▶ **BRIEF**
Copy out all of the data below with no alterations.

################

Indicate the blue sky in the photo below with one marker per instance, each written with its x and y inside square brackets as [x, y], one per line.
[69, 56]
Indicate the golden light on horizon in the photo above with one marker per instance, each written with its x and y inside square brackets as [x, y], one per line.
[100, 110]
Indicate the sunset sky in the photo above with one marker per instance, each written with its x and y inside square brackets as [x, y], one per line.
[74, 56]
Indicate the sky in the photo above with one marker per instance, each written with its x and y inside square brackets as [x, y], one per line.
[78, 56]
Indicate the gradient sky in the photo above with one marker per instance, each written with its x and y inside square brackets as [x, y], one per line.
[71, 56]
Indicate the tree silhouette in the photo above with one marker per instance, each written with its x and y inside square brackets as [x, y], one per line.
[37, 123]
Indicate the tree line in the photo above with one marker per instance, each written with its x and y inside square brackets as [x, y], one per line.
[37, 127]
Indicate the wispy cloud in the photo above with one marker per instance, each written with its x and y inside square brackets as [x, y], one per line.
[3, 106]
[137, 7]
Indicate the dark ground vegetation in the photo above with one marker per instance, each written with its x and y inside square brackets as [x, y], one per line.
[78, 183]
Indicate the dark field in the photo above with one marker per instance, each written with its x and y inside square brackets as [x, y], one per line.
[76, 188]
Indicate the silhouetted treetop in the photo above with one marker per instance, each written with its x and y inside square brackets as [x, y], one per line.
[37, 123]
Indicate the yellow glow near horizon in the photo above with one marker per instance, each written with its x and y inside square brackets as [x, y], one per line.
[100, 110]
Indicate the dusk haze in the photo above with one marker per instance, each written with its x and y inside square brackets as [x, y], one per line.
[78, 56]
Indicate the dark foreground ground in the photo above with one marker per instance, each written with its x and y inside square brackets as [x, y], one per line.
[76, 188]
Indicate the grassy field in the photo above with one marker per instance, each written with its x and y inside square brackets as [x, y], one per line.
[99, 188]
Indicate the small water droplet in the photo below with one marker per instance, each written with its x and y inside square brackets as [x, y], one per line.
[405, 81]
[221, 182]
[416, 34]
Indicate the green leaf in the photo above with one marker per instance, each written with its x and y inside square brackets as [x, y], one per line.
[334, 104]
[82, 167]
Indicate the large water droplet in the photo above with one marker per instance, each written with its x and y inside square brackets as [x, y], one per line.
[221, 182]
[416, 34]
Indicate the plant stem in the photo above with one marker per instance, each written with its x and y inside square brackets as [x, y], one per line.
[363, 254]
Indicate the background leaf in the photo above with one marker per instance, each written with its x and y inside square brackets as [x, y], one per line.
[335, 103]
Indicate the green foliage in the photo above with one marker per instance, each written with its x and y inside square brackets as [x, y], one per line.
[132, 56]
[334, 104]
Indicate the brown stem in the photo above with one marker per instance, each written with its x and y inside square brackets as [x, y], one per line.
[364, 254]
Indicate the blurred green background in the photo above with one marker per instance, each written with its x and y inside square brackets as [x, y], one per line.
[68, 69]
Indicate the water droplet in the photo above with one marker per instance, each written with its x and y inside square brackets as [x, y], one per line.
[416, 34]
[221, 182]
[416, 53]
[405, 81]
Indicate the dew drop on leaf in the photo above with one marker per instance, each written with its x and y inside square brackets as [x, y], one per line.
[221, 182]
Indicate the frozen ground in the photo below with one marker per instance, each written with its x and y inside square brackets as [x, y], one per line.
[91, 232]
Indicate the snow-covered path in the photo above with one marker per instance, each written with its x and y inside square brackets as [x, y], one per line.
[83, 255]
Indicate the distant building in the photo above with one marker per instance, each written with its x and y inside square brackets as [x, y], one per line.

################

▶ **ANSWER FOR THIS EXERCISE**
Indicate the blue sky in the photo below with one marker per instance, each written with its x and y inside square brackets as [x, y], one per line.
[69, 56]
Indicate the golden light on horizon in the photo above with one marker per instance, each written with its x and y inside square brackets as [x, y], one per line.
[100, 110]
Indicate the sunset sky in the photo above with one marker per instance, each written with its x and y inside square brackets as [x, y], one per line.
[74, 56]
Indicate the sky in the photo above with one marker per instance, each written with its x and y inside square brackets as [x, y], one per line.
[78, 56]
Indicate the gradient sky in the photo above with one marker per instance, each written with its x and y inside square brackets as [x, y], one per line.
[71, 56]
Indicate the tree silhouette in the photo above with one marker per instance, each written with its x and y inside square brackets as [x, y], one per line.
[37, 123]
Indicate the tree line in the photo above with one marker per instance, each written with its x and y inside square brackets as [x, y], one per line.
[37, 127]
Indicate the wispy cloud in the photo above with one marker per instance, each written with its x and y inside square brackets as [x, y], one per line.
[3, 106]
[137, 7]
Indicate the dark ground vegetation in the photo above with one marker per instance, each written with its x and y inside square brackets as [x, y], one per line.
[78, 183]
Indicate the dark field in the photo above with one marker per instance, each written with its x and y inside square brackets as [x, y], one per line.
[76, 188]
Indicate the silhouetted treetop in the photo above with one marker per instance, each written with its x and y inside square brackets as [x, y], one per line.
[37, 123]
Indicate the yellow glow near horizon in the photo above with one marker per instance, each written with its x and y inside square brackets as [x, y], one per line.
[100, 110]
Indicate the dusk haze in the photo above with one marker per instance, each written with its x and y inside square brackets as [x, y], one per line.
[78, 56]
Indicate the dark foreground ground in the photo above with one marker per instance, each written with its x and y inside square brackets as [x, y], one per line.
[76, 188]
Indicate the grassy field in the photo above with one marker per instance, each written with its x and y inside square brackets as [x, y], one per line.
[99, 188]
Indicate the small water droplet in the photo below with one marker per instance, each written with its x and y inside square brackets as [x, y], one per line.
[405, 81]
[221, 182]
[416, 34]
Indicate the green leaf in the photo above with one marker per instance, each written with its x and y inside square brackets as [x, y], one per line.
[334, 104]
[82, 167]
Indicate the large water droplet in the photo above with one marker per instance, each written with its x and y inside square brackets as [x, y], one per line.
[221, 182]
[416, 34]
Indicate the plant stem in the photo above with one marker per instance, each written with its x and y inside square brackets as [x, y], one per line.
[363, 254]
Indicate the background leaf in the photo above with one marker per instance, each written with its x and y inside square brackets as [x, y], one per line.
[335, 103]
Indicate the green foliage in the photo above with one marker per instance, each written with its x and y inside square brackets as [x, y], one per line.
[132, 56]
[334, 104]
Indicate the brown stem in the photo above with one marker per instance, each written with its x and y inside square brackets as [x, y], one per line.
[364, 254]
Indicate the blurred green background in the photo above with one marker per instance, each written with its x and y inside square brackets as [x, y], one per line.
[68, 69]
Indicate the water droplet in the photo above with one marker per instance, each written with its x and y inside square brackets as [x, y], one per line.
[416, 34]
[221, 182]
[416, 53]
[405, 81]
Indicate the dew drop on leaf in the photo above with one marker per instance, each written with its x and y inside square brackets as [x, y], one per line.
[221, 182]
Indicate the frozen ground in the photo below with one marker per instance, each written with its x and y inside square brackets as [x, y], one per line.
[91, 232]
Indicate the snow-covered path in the photo above with one marker per instance, each written with its x and y inside square brackets as [x, y], one per line.
[83, 255]
Indicate the distant building in the photo above with one marker per instance, each written with its x and y inside square brackets as [x, y], one per line.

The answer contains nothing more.